#### Extracted records ####

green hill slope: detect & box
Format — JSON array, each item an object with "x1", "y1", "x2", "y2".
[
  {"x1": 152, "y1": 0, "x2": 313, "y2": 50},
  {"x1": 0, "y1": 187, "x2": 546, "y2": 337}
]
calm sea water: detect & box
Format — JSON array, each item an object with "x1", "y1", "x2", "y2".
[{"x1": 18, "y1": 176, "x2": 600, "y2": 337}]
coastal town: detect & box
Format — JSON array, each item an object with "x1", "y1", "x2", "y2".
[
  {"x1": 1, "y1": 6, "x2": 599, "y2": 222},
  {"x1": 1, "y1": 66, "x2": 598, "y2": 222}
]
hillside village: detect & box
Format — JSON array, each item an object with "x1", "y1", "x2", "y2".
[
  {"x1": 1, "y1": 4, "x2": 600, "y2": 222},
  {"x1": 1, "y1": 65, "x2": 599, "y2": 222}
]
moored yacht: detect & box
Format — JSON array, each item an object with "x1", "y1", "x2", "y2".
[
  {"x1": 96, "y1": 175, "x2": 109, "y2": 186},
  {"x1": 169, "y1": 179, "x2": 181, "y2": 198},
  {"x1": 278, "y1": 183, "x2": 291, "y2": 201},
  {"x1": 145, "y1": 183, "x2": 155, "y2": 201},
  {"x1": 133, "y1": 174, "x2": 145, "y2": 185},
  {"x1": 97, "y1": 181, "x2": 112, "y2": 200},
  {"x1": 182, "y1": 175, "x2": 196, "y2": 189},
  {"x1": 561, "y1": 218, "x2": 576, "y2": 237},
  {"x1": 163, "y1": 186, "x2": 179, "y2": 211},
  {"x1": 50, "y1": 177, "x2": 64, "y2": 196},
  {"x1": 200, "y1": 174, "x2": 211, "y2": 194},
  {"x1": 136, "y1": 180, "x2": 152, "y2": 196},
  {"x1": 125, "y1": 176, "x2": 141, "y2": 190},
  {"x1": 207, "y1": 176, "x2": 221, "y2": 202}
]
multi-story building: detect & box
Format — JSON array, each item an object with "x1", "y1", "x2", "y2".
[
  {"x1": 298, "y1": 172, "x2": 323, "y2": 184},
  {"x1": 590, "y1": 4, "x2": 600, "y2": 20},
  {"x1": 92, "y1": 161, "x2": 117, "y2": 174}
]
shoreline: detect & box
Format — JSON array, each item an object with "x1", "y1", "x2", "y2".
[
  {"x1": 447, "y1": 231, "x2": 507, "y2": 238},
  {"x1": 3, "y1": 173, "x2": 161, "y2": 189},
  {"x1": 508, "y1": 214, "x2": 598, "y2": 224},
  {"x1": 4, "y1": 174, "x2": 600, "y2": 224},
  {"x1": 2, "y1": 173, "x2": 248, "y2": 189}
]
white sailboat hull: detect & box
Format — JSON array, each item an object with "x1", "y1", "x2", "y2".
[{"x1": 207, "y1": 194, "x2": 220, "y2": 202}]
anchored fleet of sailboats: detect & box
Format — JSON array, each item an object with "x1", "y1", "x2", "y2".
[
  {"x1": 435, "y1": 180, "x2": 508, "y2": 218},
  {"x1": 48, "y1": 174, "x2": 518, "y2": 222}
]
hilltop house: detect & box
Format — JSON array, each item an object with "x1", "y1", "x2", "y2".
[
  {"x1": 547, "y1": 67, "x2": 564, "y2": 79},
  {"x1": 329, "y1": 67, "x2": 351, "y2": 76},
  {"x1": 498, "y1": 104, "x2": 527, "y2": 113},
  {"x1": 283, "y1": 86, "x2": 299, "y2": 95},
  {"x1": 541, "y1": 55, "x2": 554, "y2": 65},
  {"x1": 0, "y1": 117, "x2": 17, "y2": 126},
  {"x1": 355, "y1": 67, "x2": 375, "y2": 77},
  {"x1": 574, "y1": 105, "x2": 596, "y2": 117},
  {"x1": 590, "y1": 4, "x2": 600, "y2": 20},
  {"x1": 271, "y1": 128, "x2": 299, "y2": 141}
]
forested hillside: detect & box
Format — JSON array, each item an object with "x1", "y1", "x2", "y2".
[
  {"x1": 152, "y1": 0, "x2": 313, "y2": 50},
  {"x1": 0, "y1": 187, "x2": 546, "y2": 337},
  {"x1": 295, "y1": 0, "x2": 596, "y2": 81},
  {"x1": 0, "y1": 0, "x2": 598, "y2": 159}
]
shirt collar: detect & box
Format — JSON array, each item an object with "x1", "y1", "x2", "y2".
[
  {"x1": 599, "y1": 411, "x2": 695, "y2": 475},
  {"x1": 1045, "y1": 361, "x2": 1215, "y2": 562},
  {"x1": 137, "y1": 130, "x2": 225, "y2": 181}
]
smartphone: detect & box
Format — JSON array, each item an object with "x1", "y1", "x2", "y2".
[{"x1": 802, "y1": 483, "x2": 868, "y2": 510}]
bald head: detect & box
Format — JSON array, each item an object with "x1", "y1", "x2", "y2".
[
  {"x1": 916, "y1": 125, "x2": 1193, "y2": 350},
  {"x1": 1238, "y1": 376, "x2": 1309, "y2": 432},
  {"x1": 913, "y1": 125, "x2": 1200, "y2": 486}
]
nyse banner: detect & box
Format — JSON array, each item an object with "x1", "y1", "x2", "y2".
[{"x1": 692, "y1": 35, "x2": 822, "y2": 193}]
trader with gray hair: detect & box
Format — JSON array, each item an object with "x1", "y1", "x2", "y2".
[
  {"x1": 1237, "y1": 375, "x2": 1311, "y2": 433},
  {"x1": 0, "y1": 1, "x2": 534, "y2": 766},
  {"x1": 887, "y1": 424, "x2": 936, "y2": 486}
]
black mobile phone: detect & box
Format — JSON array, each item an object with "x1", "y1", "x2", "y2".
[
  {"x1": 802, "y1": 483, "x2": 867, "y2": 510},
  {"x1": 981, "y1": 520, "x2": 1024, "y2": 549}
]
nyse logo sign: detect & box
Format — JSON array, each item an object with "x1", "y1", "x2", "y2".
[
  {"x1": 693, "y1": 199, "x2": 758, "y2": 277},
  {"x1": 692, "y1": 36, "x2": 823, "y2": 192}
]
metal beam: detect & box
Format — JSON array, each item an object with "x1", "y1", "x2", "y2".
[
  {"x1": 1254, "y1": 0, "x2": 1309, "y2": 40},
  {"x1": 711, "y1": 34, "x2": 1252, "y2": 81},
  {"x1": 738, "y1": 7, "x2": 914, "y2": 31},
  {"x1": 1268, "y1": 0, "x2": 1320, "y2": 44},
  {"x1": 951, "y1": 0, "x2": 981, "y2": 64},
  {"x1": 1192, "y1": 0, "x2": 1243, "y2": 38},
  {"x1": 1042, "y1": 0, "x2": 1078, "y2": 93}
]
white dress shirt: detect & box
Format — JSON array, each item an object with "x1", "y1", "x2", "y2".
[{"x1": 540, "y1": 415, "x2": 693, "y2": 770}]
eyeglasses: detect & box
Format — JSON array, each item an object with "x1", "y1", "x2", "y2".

####

* **Task to complete**
Lines that hold "hillside" are the ones to copy, so pick each out from the data.

* **Problem solution**
hillside village: detect & box
forested hillside: detect & box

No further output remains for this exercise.